» Data supplied:

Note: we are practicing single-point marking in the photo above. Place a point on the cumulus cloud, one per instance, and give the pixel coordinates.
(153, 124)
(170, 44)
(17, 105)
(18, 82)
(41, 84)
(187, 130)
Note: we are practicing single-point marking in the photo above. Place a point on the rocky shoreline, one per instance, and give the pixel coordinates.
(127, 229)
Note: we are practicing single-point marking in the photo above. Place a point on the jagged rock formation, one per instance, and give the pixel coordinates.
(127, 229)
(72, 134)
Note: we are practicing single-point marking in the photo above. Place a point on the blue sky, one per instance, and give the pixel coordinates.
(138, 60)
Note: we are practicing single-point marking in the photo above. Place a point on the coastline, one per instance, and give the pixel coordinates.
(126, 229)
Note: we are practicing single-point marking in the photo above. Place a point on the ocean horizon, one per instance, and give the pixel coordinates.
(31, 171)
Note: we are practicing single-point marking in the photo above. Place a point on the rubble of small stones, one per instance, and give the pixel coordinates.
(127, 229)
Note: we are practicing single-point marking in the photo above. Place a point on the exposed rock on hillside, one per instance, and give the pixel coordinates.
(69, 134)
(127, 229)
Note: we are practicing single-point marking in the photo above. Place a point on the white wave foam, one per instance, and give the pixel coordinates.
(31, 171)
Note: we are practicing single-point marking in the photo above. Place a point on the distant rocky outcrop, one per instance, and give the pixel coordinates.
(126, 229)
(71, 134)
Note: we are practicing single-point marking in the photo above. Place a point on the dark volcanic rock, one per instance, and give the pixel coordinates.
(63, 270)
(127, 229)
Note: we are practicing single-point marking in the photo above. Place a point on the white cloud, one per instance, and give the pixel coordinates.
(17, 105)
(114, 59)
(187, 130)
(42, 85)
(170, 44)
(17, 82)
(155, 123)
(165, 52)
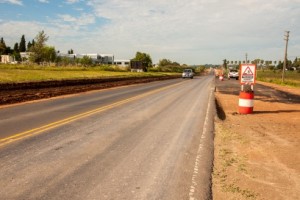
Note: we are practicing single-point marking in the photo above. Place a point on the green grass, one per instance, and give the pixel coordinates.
(292, 78)
(23, 73)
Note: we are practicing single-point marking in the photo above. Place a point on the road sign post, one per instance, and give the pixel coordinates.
(247, 81)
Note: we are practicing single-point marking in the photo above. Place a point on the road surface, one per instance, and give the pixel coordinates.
(148, 141)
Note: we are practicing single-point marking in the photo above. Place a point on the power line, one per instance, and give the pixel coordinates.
(286, 38)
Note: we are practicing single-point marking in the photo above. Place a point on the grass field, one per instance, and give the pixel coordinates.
(22, 73)
(292, 78)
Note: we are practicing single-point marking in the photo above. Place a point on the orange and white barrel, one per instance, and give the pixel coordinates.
(246, 102)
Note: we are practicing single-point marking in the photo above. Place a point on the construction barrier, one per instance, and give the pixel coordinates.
(221, 77)
(246, 102)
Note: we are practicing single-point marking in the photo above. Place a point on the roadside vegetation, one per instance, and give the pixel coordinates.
(44, 63)
(23, 73)
(291, 78)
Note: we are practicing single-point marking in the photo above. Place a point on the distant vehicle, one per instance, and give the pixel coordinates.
(188, 73)
(233, 73)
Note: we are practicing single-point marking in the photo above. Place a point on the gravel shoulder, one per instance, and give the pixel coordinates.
(257, 155)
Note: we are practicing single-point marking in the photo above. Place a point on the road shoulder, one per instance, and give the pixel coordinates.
(256, 156)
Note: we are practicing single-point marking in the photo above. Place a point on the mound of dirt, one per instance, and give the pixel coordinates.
(257, 155)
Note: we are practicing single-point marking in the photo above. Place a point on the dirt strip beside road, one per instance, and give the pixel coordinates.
(20, 92)
(257, 155)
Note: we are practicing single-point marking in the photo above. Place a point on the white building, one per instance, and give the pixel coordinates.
(7, 59)
(97, 58)
(122, 63)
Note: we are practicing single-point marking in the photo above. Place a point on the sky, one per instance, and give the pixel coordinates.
(188, 32)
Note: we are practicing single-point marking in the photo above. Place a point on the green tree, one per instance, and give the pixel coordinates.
(22, 46)
(71, 51)
(144, 57)
(49, 54)
(37, 48)
(16, 47)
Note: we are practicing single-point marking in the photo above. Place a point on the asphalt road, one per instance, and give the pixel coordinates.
(148, 141)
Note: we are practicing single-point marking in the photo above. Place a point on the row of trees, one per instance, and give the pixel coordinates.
(39, 52)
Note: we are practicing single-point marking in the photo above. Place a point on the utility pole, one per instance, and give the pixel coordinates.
(286, 38)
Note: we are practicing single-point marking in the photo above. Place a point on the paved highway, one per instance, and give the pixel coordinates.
(148, 141)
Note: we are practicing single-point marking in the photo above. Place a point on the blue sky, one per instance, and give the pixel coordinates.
(190, 32)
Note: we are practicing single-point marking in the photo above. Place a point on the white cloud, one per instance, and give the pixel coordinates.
(16, 2)
(71, 1)
(194, 31)
(43, 1)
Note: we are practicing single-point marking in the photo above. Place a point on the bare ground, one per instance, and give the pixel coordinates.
(20, 92)
(257, 156)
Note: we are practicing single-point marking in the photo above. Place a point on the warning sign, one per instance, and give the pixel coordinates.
(247, 74)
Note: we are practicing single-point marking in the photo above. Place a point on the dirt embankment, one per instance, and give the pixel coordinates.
(21, 92)
(257, 155)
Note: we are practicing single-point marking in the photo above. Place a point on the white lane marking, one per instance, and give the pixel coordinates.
(199, 155)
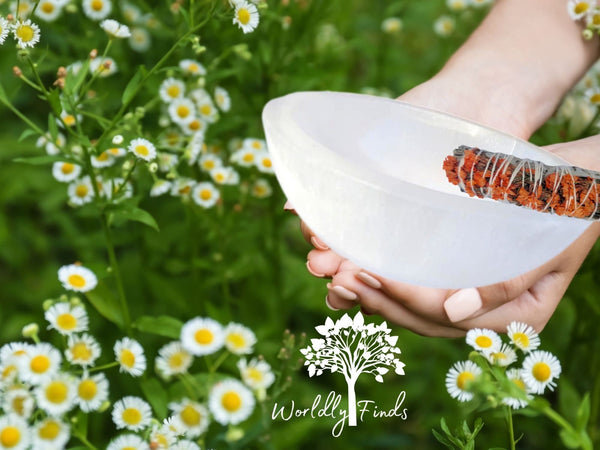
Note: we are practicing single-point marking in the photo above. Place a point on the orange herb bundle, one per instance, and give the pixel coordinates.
(563, 190)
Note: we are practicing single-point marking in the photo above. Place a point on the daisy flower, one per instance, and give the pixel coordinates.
(239, 339)
(48, 10)
(18, 401)
(115, 29)
(4, 29)
(81, 191)
(82, 350)
(257, 373)
(540, 368)
(97, 9)
(131, 413)
(92, 392)
(56, 395)
(128, 442)
(261, 188)
(14, 433)
(50, 433)
(104, 66)
(41, 362)
(191, 67)
(483, 340)
(523, 336)
(142, 148)
(26, 33)
(515, 376)
(578, 9)
(65, 172)
(202, 336)
(190, 416)
(171, 89)
(173, 359)
(230, 402)
(139, 40)
(130, 355)
(444, 26)
(205, 194)
(503, 357)
(222, 99)
(77, 278)
(458, 377)
(181, 110)
(160, 187)
(245, 16)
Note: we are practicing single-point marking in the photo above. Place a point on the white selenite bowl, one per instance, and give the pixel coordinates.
(365, 174)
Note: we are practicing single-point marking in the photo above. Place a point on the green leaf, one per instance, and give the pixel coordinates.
(583, 413)
(156, 395)
(136, 214)
(46, 159)
(131, 88)
(162, 325)
(106, 304)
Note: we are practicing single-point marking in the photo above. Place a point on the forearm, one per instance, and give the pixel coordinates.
(519, 63)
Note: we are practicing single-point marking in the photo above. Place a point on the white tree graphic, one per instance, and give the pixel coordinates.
(353, 348)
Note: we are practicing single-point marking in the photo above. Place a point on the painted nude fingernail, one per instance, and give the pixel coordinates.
(329, 304)
(369, 280)
(313, 272)
(318, 243)
(344, 293)
(462, 304)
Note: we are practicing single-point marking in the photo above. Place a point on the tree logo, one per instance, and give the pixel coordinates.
(351, 347)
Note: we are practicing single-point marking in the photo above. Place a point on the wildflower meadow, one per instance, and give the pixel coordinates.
(154, 293)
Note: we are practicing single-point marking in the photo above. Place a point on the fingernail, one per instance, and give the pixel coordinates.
(318, 243)
(310, 269)
(369, 280)
(346, 294)
(329, 304)
(462, 304)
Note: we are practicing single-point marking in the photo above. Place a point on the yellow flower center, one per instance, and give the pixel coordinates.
(205, 194)
(463, 378)
(203, 336)
(236, 340)
(173, 91)
(56, 392)
(581, 7)
(40, 364)
(10, 436)
(243, 16)
(97, 5)
(77, 281)
(67, 168)
(67, 321)
(49, 430)
(81, 190)
(483, 341)
(87, 389)
(541, 371)
(142, 150)
(231, 401)
(183, 111)
(25, 33)
(127, 358)
(521, 339)
(132, 416)
(47, 7)
(81, 352)
(190, 416)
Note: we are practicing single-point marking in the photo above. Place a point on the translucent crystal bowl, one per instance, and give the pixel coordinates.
(365, 174)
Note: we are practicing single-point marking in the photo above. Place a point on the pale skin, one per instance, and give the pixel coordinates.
(511, 75)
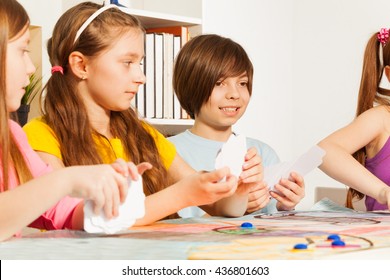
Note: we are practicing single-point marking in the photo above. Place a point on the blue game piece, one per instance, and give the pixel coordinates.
(334, 237)
(338, 243)
(246, 225)
(300, 246)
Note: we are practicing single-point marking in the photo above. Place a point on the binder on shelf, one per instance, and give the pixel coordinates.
(181, 31)
(150, 76)
(176, 103)
(158, 78)
(140, 101)
(167, 76)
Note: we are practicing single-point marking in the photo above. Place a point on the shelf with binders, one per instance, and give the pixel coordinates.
(156, 101)
(169, 127)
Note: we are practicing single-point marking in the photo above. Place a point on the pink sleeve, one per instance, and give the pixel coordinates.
(60, 215)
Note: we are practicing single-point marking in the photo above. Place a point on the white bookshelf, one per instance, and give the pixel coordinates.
(153, 19)
(171, 126)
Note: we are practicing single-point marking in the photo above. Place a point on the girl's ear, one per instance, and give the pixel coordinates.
(78, 62)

» Try it: Give back only the lines from the one containing "on the girl's" through the final line of the entries above, exactly as written, both included.

» Your response:
Note: we are practicing single-point marking in the photo above. Place a point on the girl's ear, one per instance, and give the pixel coordinates.
(78, 62)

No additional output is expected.